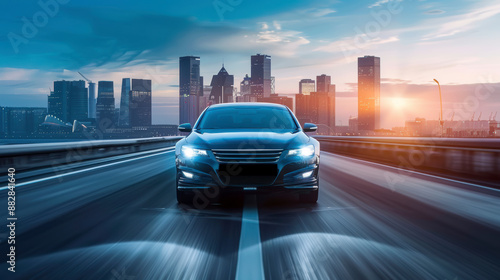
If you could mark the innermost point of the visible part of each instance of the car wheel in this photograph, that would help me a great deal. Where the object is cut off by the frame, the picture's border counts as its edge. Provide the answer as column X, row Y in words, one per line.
column 311, row 197
column 184, row 198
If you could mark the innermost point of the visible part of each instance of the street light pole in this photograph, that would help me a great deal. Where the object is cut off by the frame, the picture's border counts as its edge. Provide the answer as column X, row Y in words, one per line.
column 441, row 121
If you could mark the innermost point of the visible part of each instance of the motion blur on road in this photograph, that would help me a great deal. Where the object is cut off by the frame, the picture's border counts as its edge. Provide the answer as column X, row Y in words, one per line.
column 371, row 222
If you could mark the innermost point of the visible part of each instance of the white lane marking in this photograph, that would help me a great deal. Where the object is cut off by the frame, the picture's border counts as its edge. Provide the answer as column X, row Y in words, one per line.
column 250, row 264
column 416, row 172
column 168, row 150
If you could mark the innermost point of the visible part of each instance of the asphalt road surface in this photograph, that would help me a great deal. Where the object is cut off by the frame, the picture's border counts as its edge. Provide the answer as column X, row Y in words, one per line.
column 118, row 219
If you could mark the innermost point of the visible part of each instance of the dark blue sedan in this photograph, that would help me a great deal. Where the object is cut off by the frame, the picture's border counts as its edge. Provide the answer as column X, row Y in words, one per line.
column 238, row 148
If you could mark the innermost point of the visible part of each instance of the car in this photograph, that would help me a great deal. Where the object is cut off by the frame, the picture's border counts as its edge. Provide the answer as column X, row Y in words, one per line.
column 240, row 148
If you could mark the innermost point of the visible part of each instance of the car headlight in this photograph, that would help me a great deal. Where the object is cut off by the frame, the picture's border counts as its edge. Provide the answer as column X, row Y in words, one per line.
column 189, row 152
column 307, row 151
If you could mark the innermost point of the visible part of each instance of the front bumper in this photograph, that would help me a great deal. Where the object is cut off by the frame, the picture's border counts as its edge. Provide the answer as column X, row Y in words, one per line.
column 204, row 174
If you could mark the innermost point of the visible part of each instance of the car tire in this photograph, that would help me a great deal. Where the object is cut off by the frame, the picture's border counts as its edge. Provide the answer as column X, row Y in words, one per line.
column 311, row 197
column 183, row 198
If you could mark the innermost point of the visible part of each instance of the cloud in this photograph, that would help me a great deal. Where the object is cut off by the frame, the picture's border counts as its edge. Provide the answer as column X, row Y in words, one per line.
column 361, row 42
column 434, row 12
column 394, row 81
column 381, row 2
column 460, row 23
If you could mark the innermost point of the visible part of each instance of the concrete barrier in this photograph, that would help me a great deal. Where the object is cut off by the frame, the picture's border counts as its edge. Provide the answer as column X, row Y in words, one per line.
column 476, row 160
column 32, row 156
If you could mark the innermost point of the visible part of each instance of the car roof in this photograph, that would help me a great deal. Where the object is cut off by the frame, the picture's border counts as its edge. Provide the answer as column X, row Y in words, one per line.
column 248, row 104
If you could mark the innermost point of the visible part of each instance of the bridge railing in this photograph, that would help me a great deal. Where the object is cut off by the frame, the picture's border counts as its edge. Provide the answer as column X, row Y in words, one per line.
column 32, row 156
column 476, row 160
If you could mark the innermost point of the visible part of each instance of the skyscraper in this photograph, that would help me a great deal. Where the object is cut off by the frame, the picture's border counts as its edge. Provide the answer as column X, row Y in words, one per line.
column 261, row 75
column 368, row 93
column 245, row 85
column 222, row 87
column 105, row 105
column 69, row 101
column 306, row 86
column 323, row 83
column 92, row 101
column 190, row 88
column 140, row 103
column 124, row 119
column 317, row 108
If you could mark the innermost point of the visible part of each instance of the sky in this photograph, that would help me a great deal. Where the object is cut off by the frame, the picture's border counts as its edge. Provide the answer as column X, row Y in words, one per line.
column 453, row 41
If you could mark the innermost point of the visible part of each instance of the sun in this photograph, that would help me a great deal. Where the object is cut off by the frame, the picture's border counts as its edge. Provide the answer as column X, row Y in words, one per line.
column 398, row 102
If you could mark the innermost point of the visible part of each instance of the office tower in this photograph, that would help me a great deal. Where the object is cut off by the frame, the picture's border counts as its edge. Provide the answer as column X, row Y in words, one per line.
column 140, row 103
column 69, row 101
column 245, row 85
column 368, row 93
column 222, row 87
column 190, row 88
column 92, row 101
column 21, row 121
column 323, row 83
column 105, row 105
column 261, row 75
column 124, row 120
column 317, row 108
column 306, row 86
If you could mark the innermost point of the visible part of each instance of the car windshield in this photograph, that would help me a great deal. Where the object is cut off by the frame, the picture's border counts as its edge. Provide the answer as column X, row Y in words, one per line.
column 273, row 118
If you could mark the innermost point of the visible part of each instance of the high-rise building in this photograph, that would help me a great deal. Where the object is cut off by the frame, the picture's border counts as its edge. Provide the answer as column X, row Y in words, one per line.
column 92, row 101
column 261, row 82
column 368, row 93
column 69, row 101
column 222, row 87
column 323, row 83
column 124, row 120
column 21, row 121
column 306, row 86
column 190, row 88
column 245, row 85
column 140, row 103
column 105, row 105
column 317, row 108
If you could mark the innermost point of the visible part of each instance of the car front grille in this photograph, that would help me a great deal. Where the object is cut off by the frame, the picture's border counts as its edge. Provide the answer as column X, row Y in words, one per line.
column 247, row 156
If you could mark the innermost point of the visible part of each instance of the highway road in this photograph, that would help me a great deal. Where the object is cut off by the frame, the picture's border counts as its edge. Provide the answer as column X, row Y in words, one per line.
column 118, row 219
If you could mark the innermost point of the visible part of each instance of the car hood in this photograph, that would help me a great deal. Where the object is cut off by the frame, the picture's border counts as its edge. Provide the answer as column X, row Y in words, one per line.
column 247, row 140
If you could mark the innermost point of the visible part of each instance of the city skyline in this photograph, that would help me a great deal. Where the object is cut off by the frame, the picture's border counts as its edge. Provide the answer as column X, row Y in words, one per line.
column 421, row 41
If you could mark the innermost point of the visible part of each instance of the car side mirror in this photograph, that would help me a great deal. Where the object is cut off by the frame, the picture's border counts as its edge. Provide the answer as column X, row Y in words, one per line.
column 185, row 127
column 309, row 127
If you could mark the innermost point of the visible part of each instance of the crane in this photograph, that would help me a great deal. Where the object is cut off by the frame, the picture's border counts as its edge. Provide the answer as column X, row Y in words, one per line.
column 85, row 77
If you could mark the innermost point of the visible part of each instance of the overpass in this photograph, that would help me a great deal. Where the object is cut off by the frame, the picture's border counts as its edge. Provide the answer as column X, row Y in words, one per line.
column 389, row 208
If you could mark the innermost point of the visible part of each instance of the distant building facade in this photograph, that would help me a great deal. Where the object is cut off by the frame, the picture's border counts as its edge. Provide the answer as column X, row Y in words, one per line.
column 140, row 103
column 92, row 100
column 21, row 121
column 222, row 87
column 261, row 81
column 105, row 105
column 306, row 86
column 69, row 101
column 190, row 89
column 324, row 84
column 124, row 119
column 317, row 108
column 368, row 93
column 245, row 87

=== Requirement ===
Rewrite all the records above as a numbered list, one line per item, with blank lines dropped and the pictures left out.

=== In response ===
1. If you could mark the innermost point of the visible part of each instance of the car wheel in this photograph, that would help me a great deal. Where the object is cut off by the frame, the picture's border counts as its edge. Provide the answer as column X, row Y in words, one per line.
2. column 311, row 197
3. column 184, row 198
4. If you could mark the innermost point of the visible part of each instance of the street light pole in this photograph, that would help me a great deal. Where the object is cut off by the frame, the picture's border counts as its edge. Provide the answer as column X, row Y in words, one per line.
5. column 441, row 121
6. If you could mark the innermost point of the visible part of each instance of the motion blur on road in this photograph, that would help me a great deal. Where the object is cut off by the frame, the picture's border counts as its edge. Provide the answer as column X, row Y in words, one per line.
7. column 371, row 222
8. If you could mark the innermost point of the visible part of each instance of the white lane marking in this photograph, that would help me a great deal. Where the object is cut off by the frame, the picture's border counts as its edge. Provide the answer as column X, row Y in words, one per line.
9. column 250, row 264
10. column 416, row 172
11. column 168, row 150
12. If you could mark the innermost point of the visible part of each instance of the asphalt road surface in this photograph, that would help me a great deal. Where the object is cut off by the frame, the picture's border counts as its edge. Provide the answer as column X, row Y in words, one per line.
13. column 118, row 219
14. If you could mark the innermost point of the visible part of each instance of the dark blue sedan in this photograph, that would help me a great deal. Where the object is cut off by the frame, the picture's border counts as its edge. Provide the answer as column X, row Y in words, one per line.
15. column 238, row 148
16. If you could mark the innermost point of the visible part of each instance of the car in this photograph, that would help me a great deal. Where the object is cut off by the frame, the picture's border counts as its edge. Provide the answer as column X, row Y in words, one per line.
17. column 240, row 148
18. If you could mark the innermost point of the visible part of each instance of the car headlight in this photograph, that would help me a great deal. Where the object is cut off by the frame, the picture's border counts as its edge. Provide the answer as column X, row Y in words, one per line.
19. column 189, row 152
20. column 307, row 151
21. If you could mark the innermost point of the visible part of each instance of the front bumper in this photograph, that would help me a great deal. Where the object is cut off by the frame, the picture's border counts as its edge. Provide the answer as column X, row Y in words, one per line.
22. column 204, row 174
23. If you could mark the innermost point of the visible part of each instance of the car tire in this photograph, that would help me a great deal. Where the object is cut off by the frame, the picture's border counts as its edge. Provide the answer as column X, row Y in words, one per line.
24. column 311, row 197
25. column 183, row 198
26. If you could mark the innermost point of the visible part of each instance of the cloud in this photograph, that would help me a great deal. Where the object is cut off by the frame, the picture's border counts as its edge. Provide the answer as column X, row Y in words, one per line.
27. column 361, row 42
28. column 434, row 12
29. column 394, row 81
30. column 381, row 2
31. column 460, row 23
32. If you could mark the innermost point of the visible part of each instance of the concrete barrier in this photograph, that would help me a great deal. Where the object is cut off by the frame, the picture's border counts as its edge. Provide the answer as column X, row Y in words, one per line.
33. column 476, row 160
34. column 32, row 156
35. If you could mark the innermost point of the visible part of each instance of the car roof in this photograph, that would help me a great deal. Where the object is cut off by the frame, the picture's border counts as its edge. Provide the answer as column X, row Y in words, one per line.
36. column 248, row 104
37. If you could mark the innermost point of the visible part of each instance of the bridge railing in this photograph, that would help me a great deal. Where the object is cut off by the frame, the picture's border counts as its edge. Provide the answer as column X, row Y in words, one per line.
38. column 32, row 156
39. column 476, row 160
40. If you could mark the innermost point of the visible part of each instance of the skyscraper in this photograph, that would help me a great deal. Where the object is cut off by the frame, the picture's border counts as its edge. Provide the answer as column X, row Y in words, one per line.
41. column 261, row 75
42. column 368, row 93
43. column 245, row 85
44. column 222, row 87
45. column 105, row 105
46. column 69, row 101
47. column 306, row 86
48. column 323, row 83
49. column 92, row 101
50. column 190, row 88
51. column 140, row 103
52. column 124, row 119
53. column 317, row 108
54. If you could mark the innermost point of the visible part of each instance of the sky in this photograph, that would help me a great deal. Where the object is cut off by the frame, the picture's border counts as its edge. Provide the answer as column X, row Y in words, one per line.
55. column 453, row 41
56. If you could mark the innermost point of the visible part of each instance of the sun in this photograph, that would help me a great deal. Where the object is cut off by the frame, the picture's border counts as its edge. Provide the answer as column X, row Y in words, one per line.
57. column 398, row 102
58. If you could mark the innermost point of the visible part of each instance of the office tower in this photograph, that would help me a great deal. Where the object is cut off by the frame, the picture's border counts as its edge. Provide the answer as column X, row Y in words, one per line.
59. column 140, row 103
60. column 69, row 101
61. column 245, row 85
62. column 368, row 93
63. column 222, row 87
64. column 190, row 88
65. column 92, row 101
66. column 21, row 121
67. column 323, row 83
68. column 105, row 105
69. column 261, row 75
70. column 124, row 120
71. column 317, row 108
72. column 306, row 86
73. If you could mark the innermost point of the visible part of each instance of the car windshield in this photograph, that would help me a great deal. Where the object is cut off by the frame, the picture's border counts as its edge. Provide the answer as column X, row Y in words, one per line.
74. column 273, row 118
75. If you could mark the innermost point of the visible part of each instance of the high-rise building in this photograph, that would help me a great deal. Where the object is cut off by the frame, the picture's border counts as its edge. Provide the answer as column X, row Y in words, one per line.
76. column 92, row 101
77. column 261, row 82
78. column 368, row 93
79. column 69, row 101
80. column 222, row 87
81. column 323, row 83
82. column 124, row 120
83. column 21, row 121
84. column 306, row 86
85. column 190, row 88
86. column 245, row 85
87. column 140, row 103
88. column 105, row 105
89. column 317, row 108
90. If you could mark the innermost point of the visible part of each instance of the car front grille in this photograph, that would help me a great deal. Where the object is cut off by the frame, the picture's border counts as its edge. Provide the answer as column X, row Y in words, one per line.
91. column 247, row 156
92. If you could mark the innermost point of the visible part of each instance of the highway road in this photograph, that would help me a great deal. Where the object is cut off by the frame, the picture's border counts as its edge. Provide the answer as column X, row Y in words, one per line.
93. column 118, row 219
94. If you could mark the innermost point of the visible part of each instance of the car hood in this photograph, that would help me a great deal. Where the object is cut off by the frame, the picture's border counts as its edge. Provide the answer as column X, row Y in words, one per line.
95. column 247, row 140
96. If you could mark the innermost point of the visible part of each instance of the city skyline in this photograph, that would help me a great deal. Where the object is cut off by the frame, the picture's border counts as its edge. Provide the answer as column X, row Y in words, one per line.
97. column 421, row 41
98. If you could mark the innermost point of the visible part of each instance of the car side mirror in this photograph, that would help me a great deal. Where the object is cut off by the frame, the picture's border counts as its edge. Provide the answer as column X, row Y in words, one per line.
99. column 185, row 127
100. column 309, row 127
101. If you could mark the innermost point of the visible part of each instance of the crane in this photograph, that would help me a great deal. Where the object is cut off by the frame, the picture's border counts as its edge. Provide the answer as column X, row Y in words, one per line.
102. column 85, row 77
103. If you could mark the innermost point of the visible part of each instance of the overpass in this photograph, that would help me a great deal. Where the object is cut off by the frame, the picture's border counts as its edge. Provide the answer as column X, row Y in words, one per line.
104. column 389, row 208
105. If you could mark the innermost point of the visible part of each instance of the distant building facade in this photograph, that would help me a great deal. Where the object is cut off by the frame, the picture's border counts as its edge. Provide the answer as column X, row Y in words, one per line.
106. column 140, row 103
107. column 92, row 100
108. column 21, row 121
109. column 222, row 87
110. column 261, row 81
111. column 105, row 105
112. column 306, row 86
113. column 69, row 101
114. column 190, row 89
115. column 324, row 84
116. column 124, row 119
117. column 317, row 108
118. column 368, row 93
119. column 245, row 87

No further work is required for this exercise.